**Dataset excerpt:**
######

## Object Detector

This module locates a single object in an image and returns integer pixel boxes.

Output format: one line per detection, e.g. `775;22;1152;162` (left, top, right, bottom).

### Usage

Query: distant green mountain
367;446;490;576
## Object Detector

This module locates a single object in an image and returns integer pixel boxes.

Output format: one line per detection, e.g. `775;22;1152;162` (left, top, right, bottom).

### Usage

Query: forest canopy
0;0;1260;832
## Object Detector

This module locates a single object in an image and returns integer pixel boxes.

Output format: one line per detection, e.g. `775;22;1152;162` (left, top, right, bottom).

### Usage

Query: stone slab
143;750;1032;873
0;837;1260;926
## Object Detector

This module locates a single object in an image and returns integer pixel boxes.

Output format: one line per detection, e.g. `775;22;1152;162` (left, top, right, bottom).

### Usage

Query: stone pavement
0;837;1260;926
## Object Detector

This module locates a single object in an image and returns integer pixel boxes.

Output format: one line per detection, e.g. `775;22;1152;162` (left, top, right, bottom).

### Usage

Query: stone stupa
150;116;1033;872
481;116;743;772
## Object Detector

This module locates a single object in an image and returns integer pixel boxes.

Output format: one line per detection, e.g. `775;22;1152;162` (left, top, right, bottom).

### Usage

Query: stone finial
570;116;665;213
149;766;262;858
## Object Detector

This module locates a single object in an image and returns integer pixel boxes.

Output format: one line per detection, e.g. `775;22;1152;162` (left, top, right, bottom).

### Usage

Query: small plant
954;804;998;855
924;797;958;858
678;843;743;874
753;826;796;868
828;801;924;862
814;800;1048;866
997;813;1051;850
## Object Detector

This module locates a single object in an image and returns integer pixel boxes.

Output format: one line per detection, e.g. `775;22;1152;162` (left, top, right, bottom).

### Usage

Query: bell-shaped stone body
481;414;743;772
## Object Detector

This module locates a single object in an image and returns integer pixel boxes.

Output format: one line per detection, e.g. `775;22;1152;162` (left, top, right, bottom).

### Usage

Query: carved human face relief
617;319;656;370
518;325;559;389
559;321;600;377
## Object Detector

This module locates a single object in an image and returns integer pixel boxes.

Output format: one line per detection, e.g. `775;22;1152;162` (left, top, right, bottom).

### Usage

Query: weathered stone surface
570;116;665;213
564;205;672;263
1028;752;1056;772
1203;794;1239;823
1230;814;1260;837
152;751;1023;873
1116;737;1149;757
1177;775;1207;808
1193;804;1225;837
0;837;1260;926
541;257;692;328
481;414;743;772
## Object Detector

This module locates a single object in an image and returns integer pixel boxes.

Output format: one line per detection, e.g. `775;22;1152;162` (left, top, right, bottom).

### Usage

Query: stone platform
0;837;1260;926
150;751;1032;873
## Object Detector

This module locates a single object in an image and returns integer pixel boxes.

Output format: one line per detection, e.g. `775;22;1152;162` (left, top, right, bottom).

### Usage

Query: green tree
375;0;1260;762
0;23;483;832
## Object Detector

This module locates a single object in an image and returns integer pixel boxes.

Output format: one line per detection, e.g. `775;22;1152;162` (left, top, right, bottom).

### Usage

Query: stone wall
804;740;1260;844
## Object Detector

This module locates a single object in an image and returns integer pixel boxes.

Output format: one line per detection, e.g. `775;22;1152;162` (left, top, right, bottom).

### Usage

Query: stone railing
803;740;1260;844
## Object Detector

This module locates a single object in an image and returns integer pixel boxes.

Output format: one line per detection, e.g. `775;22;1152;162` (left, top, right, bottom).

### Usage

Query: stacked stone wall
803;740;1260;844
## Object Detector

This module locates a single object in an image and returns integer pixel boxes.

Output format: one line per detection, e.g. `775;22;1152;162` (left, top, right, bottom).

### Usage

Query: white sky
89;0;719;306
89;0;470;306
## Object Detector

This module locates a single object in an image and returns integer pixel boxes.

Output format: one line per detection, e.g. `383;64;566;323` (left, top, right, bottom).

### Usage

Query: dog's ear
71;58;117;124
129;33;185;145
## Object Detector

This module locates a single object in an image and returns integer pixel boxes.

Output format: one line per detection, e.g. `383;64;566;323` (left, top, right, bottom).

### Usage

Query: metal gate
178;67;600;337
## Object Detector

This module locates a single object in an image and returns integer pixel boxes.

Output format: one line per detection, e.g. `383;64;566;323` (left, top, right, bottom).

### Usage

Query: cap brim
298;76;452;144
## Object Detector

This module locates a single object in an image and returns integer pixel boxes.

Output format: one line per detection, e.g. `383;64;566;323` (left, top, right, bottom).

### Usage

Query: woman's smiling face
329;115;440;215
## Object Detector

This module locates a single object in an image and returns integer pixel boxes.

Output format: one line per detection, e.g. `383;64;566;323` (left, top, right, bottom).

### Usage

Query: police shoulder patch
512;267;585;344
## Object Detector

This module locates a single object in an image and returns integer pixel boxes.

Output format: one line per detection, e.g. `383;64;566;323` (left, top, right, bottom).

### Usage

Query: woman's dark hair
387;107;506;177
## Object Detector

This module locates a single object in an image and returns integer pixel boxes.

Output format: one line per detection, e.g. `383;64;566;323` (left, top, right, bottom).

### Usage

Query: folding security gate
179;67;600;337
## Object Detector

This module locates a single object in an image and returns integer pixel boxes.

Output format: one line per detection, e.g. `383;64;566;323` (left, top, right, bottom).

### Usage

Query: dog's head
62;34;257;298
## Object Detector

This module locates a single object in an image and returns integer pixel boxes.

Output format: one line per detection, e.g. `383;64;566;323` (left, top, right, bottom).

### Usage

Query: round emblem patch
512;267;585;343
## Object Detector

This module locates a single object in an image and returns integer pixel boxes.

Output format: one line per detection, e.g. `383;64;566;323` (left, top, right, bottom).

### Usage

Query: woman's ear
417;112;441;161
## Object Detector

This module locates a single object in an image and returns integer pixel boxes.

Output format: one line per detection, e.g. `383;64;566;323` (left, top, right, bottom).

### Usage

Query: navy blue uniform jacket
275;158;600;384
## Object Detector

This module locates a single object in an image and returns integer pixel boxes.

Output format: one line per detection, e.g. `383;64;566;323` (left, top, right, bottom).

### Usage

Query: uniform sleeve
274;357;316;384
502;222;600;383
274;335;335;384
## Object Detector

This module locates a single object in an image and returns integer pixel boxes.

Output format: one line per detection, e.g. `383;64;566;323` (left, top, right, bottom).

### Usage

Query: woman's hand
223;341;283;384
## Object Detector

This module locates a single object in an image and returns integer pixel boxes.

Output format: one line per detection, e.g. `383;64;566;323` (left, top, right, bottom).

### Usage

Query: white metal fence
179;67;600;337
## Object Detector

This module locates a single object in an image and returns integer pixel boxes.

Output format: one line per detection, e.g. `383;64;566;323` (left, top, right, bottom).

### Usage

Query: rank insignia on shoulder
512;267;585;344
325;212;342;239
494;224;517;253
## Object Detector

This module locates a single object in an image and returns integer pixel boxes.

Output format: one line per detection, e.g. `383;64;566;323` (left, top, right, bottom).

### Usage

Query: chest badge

######

Rewrite the data from its very start through the line containing "367;446;490;576", keeping every line but increasing each box coordinate in the answers by 17.

## Object Detector

This module locates a single object in an image and returns integer pixel boxes.

Output format: one line per detection, e.g. `775;22;1152;162` (left, top, right, bottom).

### Usage

Query: distant green mountain
384;463;507;593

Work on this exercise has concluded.